### Selected extract
____________________
The Problematic, Unruly Female Protagonist(s) of My Killer (Kostas Marsan, 2016)

The 2016 debut film by Kostas Marsan My Killer, like Maappa, focuses on an unruly female protagonist that subverts the social order. As noted in the Introduction, the film was made in the wake of the colonialist law that granted Russians entitlement to land in the Far East, thus it can also be read as a complex story of the vengeance of Sakha nature contaminated by ongoing colonial practices.10 The film’s plot predominantly focuses on the police investigation of the murder of a young woman, Liuba Sofronova. Initially, it seems Liuba was killed by her jealous gold-smuggler boyfriend. In the film’s final scenes, we find out that Liuba is in fact alive, and that she has killed her twin sister Vera, who had discovered a stash of gold and had confronted, and attempted to blackmail, Liuba. My Killer was screened at several international film festivals including the Spirit of Fire festival in Russia, Moscow International Film Festival, and the Asian World Film Festival in Los Angeles. The film is therefore part of the Sakha international film boom that took place from 2016.

Although the focus of the film is the police investigation into Vera’s murder, it is fundamentally preoccupied with Sakha nature, in particular Lake Saisary and its surrounding landscape. Thus, the ungovernable female is conflated here with the nature of Sakha, which dominates the diegesis and bears witness to the crimes against nature and the murder of Vera by her twin sister Liuba. In Sakha culture, water bodies are gendered as feminine, and rivers, lakes, and seas are considered ebe (grandmother) and are revered and respected as such (Burnasheva 2020: 6; Crate 2013: 118). As Crate (2013) explains, water is integral to the Sakha spirit world: the Sakha people believe that “Uu ichchiileekh” (water has a spirit), and according to Sakha cosmology, humans need to respect this spirit when interacting with water (ibid).

Lake Saisary in the film functions as a metonym for the Sakha nature that was exploited by the Soviets for gold but nonetheless remains perennial. The wide panoramic shots of the lake and surrounding nature reveal their overwhelming sublimeness. The sublime is a fundamentally Eurocentric, colonial concept: when applied to Indigenous-occupied landscapes, it invariably excludes the Indigenous subject and portrays the Indigenous’ peoples land as a space to be dominated and/or a means to reinvigorate the colonial subject through its “awesomeness” (Nida, 2019). Marsan, however, utilises the aesthetics of the sublime as testament to the ungovernability of the Sakha nature, which may be exploited and extracted by Imperial Russian, Soviet and indeed, post-Soviet (neo)colonialism (as per the 2016 land-granting law), but nonetheless remains elusive and unruly.

The lake and surrounding area are also presented as a complex, contradictory space. What was once a vital reservoir used by the Sakha locals as a watering hole for cattle and a site for fishing is today teeming with homeless people and brigands and is in a general state of dilapidation. This duality adds to the uncanny visual and affective qualities of the film: the characters of Vera/Liuba mirror the duality of the lake and surrounding nature. In the film, the surface of the water glares threateningly; it is a liminal space where strange creatures may lurk. In the final part of the film, in which the police investigator confronts Liuba at Lake Saisary, she appears like a mermaid in the lake, her long dark hair framing her face and body. This visualisation of Liuba is deliberate: mermaids are an important aspect of Sakha water folklore, and the filmmaker, Kostas Marsan, has stated in interview that he was keen to bring the figure of the mermaid to the surface and into the “mundane nightlife of the city, before sending her back into the water”.11 Liuba, a being of the water, moves into the space of the city and disrupts its social order by committing murder, specifically sororicide. Her disruptive presence represents the succumbing of the rational imperialist order to nature and its powers.
____________________
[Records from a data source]
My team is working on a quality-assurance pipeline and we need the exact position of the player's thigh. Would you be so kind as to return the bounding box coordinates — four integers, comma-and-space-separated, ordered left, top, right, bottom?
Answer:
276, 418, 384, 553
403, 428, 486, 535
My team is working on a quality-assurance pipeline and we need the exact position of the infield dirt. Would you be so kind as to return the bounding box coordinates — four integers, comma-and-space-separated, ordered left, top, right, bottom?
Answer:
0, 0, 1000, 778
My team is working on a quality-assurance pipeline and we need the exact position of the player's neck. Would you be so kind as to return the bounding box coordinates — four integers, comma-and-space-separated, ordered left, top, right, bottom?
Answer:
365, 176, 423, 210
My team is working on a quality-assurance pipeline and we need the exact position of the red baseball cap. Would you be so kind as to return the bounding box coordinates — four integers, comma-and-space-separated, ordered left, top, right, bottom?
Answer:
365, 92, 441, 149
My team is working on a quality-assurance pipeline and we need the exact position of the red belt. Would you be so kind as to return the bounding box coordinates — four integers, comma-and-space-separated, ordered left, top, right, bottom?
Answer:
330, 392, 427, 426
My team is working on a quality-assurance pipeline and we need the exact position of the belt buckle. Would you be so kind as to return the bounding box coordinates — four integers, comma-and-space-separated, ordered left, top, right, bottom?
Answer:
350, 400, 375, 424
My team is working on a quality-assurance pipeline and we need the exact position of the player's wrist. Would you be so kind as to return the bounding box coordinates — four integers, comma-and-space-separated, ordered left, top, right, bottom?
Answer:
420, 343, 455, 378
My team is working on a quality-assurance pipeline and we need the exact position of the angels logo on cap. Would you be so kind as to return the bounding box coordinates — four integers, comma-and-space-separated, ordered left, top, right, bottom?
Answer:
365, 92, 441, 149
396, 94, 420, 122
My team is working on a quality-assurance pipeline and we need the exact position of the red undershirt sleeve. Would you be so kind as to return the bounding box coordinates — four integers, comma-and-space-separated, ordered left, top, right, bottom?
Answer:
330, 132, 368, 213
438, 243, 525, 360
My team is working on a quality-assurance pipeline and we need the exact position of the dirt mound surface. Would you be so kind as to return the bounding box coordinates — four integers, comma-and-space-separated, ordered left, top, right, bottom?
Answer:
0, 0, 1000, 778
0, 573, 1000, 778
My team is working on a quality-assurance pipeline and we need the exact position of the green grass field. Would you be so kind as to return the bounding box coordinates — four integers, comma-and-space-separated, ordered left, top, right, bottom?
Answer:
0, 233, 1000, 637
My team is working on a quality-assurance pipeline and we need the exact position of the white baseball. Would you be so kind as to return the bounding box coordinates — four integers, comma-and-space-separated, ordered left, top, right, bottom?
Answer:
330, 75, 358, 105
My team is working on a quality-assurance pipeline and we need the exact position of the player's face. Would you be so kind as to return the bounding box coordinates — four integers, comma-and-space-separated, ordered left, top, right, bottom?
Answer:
____________________
### Task item
Reproduce word for word the part of the extract on the film My Killer that opens with the words containing "Lake Saisary in" and closes with "elusive and unruly.".

### Reply
Lake Saisary in the film functions as a metonym for the Sakha nature that was exploited by the Soviets for gold but nonetheless remains perennial. The wide panoramic shots of the lake and surrounding nature reveal their overwhelming sublimeness. The sublime is a fundamentally Eurocentric, colonial concept: when applied to Indigenous-occupied landscapes, it invariably excludes the Indigenous subject and portrays the Indigenous’ peoples land as a space to be dominated and/or a means to reinvigorate the colonial subject through its “awesomeness” (Nida, 2019). Marsan, however, utilises the aesthetics of the sublime as testament to the ungovernability of the Sakha nature, which may be exploited and extracted by Imperial Russian, Soviet and indeed, post-Soviet (neo)colonialism (as per the 2016 land-granting law), but nonetheless remains elusive and unruly.